Work instructions — Please write out all of the items below word for word, leaving the pictures out.

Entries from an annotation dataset
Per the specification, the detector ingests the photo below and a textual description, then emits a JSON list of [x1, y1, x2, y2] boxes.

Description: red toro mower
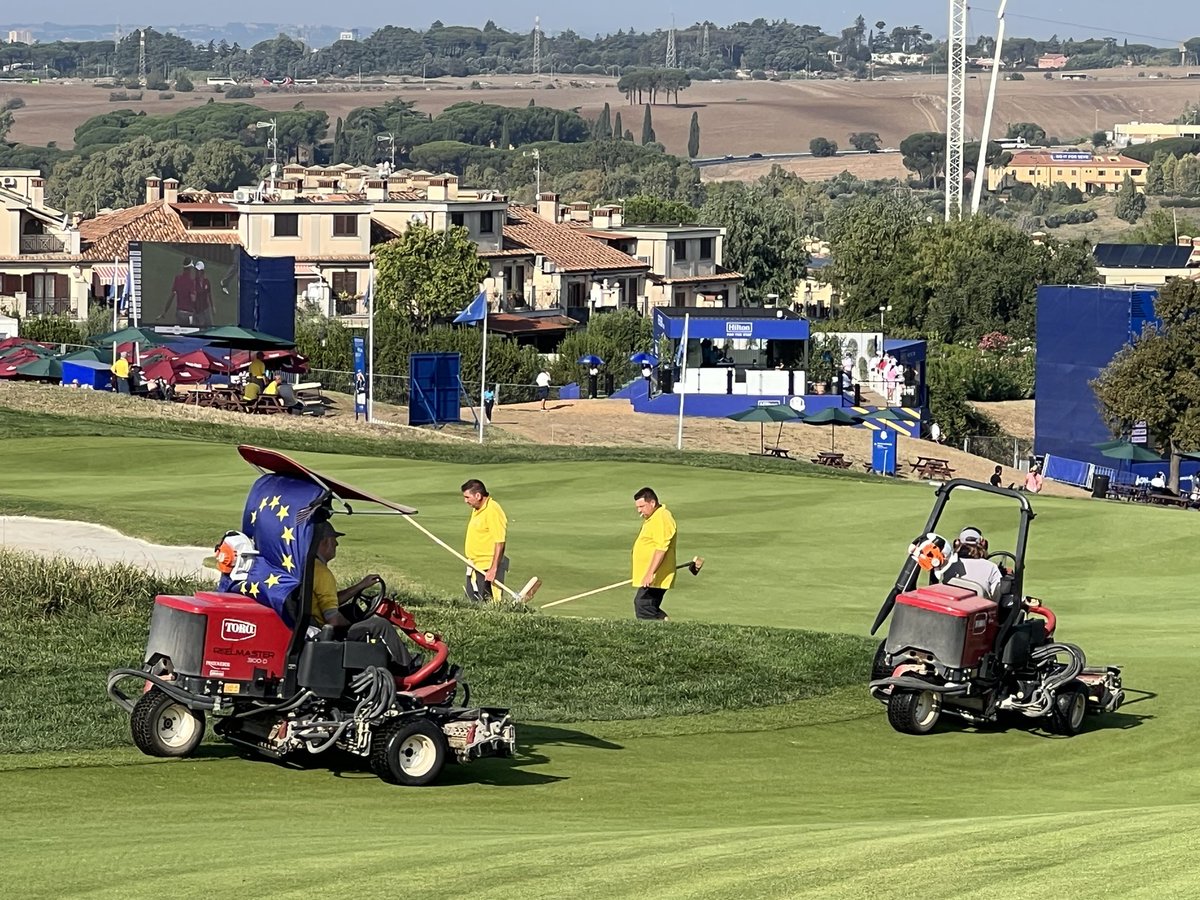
[[870, 479, 1124, 736], [108, 446, 516, 785]]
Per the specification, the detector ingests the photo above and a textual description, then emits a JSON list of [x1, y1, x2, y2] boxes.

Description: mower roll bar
[[871, 478, 1036, 635]]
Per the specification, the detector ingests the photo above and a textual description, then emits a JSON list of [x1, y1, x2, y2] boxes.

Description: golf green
[[0, 438, 1200, 899]]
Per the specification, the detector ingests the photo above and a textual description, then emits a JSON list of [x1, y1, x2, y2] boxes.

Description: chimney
[[538, 192, 558, 224]]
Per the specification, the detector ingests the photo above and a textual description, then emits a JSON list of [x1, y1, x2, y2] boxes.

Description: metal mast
[[138, 28, 146, 88], [533, 16, 541, 74], [946, 0, 967, 222]]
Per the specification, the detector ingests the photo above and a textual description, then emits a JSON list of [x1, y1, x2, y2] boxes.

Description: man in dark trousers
[[630, 487, 678, 622]]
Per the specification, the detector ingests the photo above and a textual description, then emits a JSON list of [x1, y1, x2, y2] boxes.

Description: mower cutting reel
[[870, 479, 1124, 737]]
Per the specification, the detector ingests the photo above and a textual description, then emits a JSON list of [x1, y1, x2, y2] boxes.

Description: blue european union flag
[[239, 474, 325, 626], [454, 290, 487, 325]]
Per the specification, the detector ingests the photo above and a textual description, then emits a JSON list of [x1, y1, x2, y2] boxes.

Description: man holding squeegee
[[462, 478, 509, 602], [630, 487, 678, 622]]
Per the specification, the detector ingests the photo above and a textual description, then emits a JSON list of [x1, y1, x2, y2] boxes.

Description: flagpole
[[479, 292, 487, 444], [367, 260, 374, 422], [676, 312, 691, 450]]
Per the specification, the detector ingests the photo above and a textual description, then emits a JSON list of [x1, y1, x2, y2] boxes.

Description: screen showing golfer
[[140, 242, 239, 329]]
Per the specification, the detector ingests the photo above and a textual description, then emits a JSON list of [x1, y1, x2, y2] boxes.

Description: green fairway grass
[[0, 436, 1200, 900]]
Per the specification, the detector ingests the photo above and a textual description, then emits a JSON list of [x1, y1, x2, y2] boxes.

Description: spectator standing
[[108, 350, 130, 394], [1025, 466, 1043, 493]]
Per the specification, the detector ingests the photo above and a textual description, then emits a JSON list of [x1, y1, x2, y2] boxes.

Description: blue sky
[[6, 0, 1200, 46]]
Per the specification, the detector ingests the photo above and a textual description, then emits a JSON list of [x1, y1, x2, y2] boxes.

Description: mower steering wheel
[[337, 578, 388, 625], [988, 550, 1016, 572]]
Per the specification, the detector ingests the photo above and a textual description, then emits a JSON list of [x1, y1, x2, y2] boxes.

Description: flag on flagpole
[[454, 290, 487, 325]]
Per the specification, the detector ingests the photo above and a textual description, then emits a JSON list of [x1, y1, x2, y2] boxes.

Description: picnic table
[[812, 450, 853, 469], [908, 456, 954, 481]]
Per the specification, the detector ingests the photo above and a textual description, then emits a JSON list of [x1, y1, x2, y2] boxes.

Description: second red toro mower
[[870, 479, 1124, 736]]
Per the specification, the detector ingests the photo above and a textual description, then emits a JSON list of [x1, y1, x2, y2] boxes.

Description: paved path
[[0, 516, 216, 578]]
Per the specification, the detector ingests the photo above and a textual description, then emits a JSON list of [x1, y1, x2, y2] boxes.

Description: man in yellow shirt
[[630, 487, 678, 622], [250, 350, 266, 388], [310, 522, 413, 672], [108, 353, 130, 394], [461, 478, 509, 602]]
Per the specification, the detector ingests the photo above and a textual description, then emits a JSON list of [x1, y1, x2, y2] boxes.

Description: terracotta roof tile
[[504, 205, 649, 272]]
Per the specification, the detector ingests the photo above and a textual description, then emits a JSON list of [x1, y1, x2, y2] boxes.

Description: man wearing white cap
[[938, 526, 1003, 600]]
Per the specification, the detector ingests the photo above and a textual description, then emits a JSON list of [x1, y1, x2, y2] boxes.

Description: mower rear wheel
[[1050, 682, 1087, 737], [371, 719, 450, 787], [888, 689, 942, 734], [130, 688, 204, 757]]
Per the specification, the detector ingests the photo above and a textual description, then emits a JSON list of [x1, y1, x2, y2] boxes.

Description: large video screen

Task result —
Per the specification, the detector ingests the photo below and a textual description, then emits a JSON list of [x1, y1, x2, y2] boxes.

Description: red toro mower
[[870, 479, 1124, 736], [108, 446, 516, 785]]
Per the specification, the detector ingests the photo above and a textual description, then emits a JSON list of [x1, y1, x2, y2] boxes.

Description: mower roll bar
[[871, 478, 1036, 635]]
Per the specification, the detector ingests the photo above and a textual description, then emits a JSON list of [x1, y1, x2, y2] boxes.

Description: golf green
[[0, 438, 1200, 899]]
Per the specification, the detector ingests the photo above and a textual description, then emits a JSON list of [x1, y1, x2, y2] boxes.

Description: chimney
[[538, 192, 558, 224]]
Per the specification, the detector ingests the photo above and a textual description, then emits a JSON list of [x1, y1, x2, y2] boxes.

Description: metal mast
[[138, 28, 146, 88], [533, 16, 541, 74], [946, 0, 967, 222]]
Per the specification, the detector ingests the photo above and a textual description, then emits a JSON list of [x1, y1, x2, y2] boxes.

Description: man in dark trousers
[[630, 487, 678, 622]]
Per the specification, the detector ingests the photo above and a textual description, then emits a JSON list of [x1, y1, x2, y2] boxes.

Description: mower cutting reel
[[870, 479, 1124, 737]]
Per the specification, the detector ingests the photo above and a textual description, then emits a JSON list of [x1, y1, x2, y2] boxes.

Description: blue european union flag
[[239, 474, 325, 626], [454, 290, 487, 325]]
Per the specification, the detector ingests the photo above and a textual description, then emits a JSON list of [x1, y1, x2, y2] boxes.

Description: man holding squeegee
[[462, 478, 509, 602], [630, 487, 678, 622]]
Per the specification, the detector ingests the photo above and a textual description, then emits a JSON list of [x1, y1, x2, y2] boxes.

Description: flagpole
[[479, 292, 487, 444], [367, 260, 374, 422], [676, 312, 691, 450]]
Per the specification, the detector ingests the photo above and a textual description, then emits a JSON list of [x1, y1, x2, y2] boxes.

Description: screen showing golfer
[[140, 242, 239, 329]]
Per the specification, the detector ingests the photo above and a textual description, then emits a JSON list of [x1, y1, x2, y2] boxes.

Description: green fairway grass
[[0, 436, 1200, 900]]
Per the specification, the detector ingests the photo above and a textual description, then emits a JSON list of [x1, y1, x2, y2] boxes.

Description: spectator standing
[[108, 350, 130, 394], [1025, 466, 1043, 493]]
Per the specification, the detector ingests the photo above and a textual description, then emits a JSON list of [x1, y1, x2, y2] boxes.

Description: blue sky
[[6, 0, 1200, 46]]
Per the specification, the detector ingests the photo above and a textual description, then emits a JSON list of [x1, y1, x2, y2] boxes.

Description: mower steering wheel
[[337, 578, 388, 625], [988, 550, 1016, 572]]
Per the specification, the detector ingests the photo above and a textual description, then emits a JSON list of [x1, y1, x2, y2] boxes.

Description: flag on flagpole
[[454, 290, 487, 325]]
Per the specification, the detector ingests the photo above and a textual description, then emits a JSON list of [x1, y1, x2, y2] boxes.

Description: picnic table
[[812, 450, 853, 469], [908, 456, 954, 481]]
Per the specification, the detector ingests the photo above and a textual description, then emits a JSON list of [x1, y1, x2, y2] boxes.

Description: second red toro mower
[[870, 479, 1124, 736]]
Per the specification, the detector ingests the photo above and a textual description, then emits a JSON list of [x1, y1, x2, y2] boxes.

Description: paved path
[[0, 516, 216, 578]]
Per the specification, the detector ingests the photo above and a textual description, then emits a JSON list of [x1, y1, x2, y2] boxes.

Description: man in yellow shirt
[[630, 487, 678, 622], [250, 350, 266, 388], [310, 522, 413, 672], [108, 353, 130, 394], [461, 478, 509, 602]]
Per the specification, the detector ingests the photo above and a textual description, then emits a JSON list of [x1, y1, x2, y2] boxes.

Description: terracotta roof tile
[[504, 205, 649, 272]]
Per the specification, the detector ingests the photo above and a textual description, then emits a JSON list of [x1, y1, x2, y2] boxes.

Description: man wearing white cap
[[938, 526, 1003, 600]]
Per the specification, the detector ingests the photo above and a textual description, then emits a JSON list of [x1, y1, x2, y2] boxes.

Description: mower rear wheel
[[1050, 682, 1087, 737], [371, 719, 450, 787], [888, 689, 942, 734], [130, 688, 204, 757]]
Per the specification, the detector ingests the photo above and a textual description, then emits a JSON list of [x1, y1, x2, y2] boxes.

Description: large video screen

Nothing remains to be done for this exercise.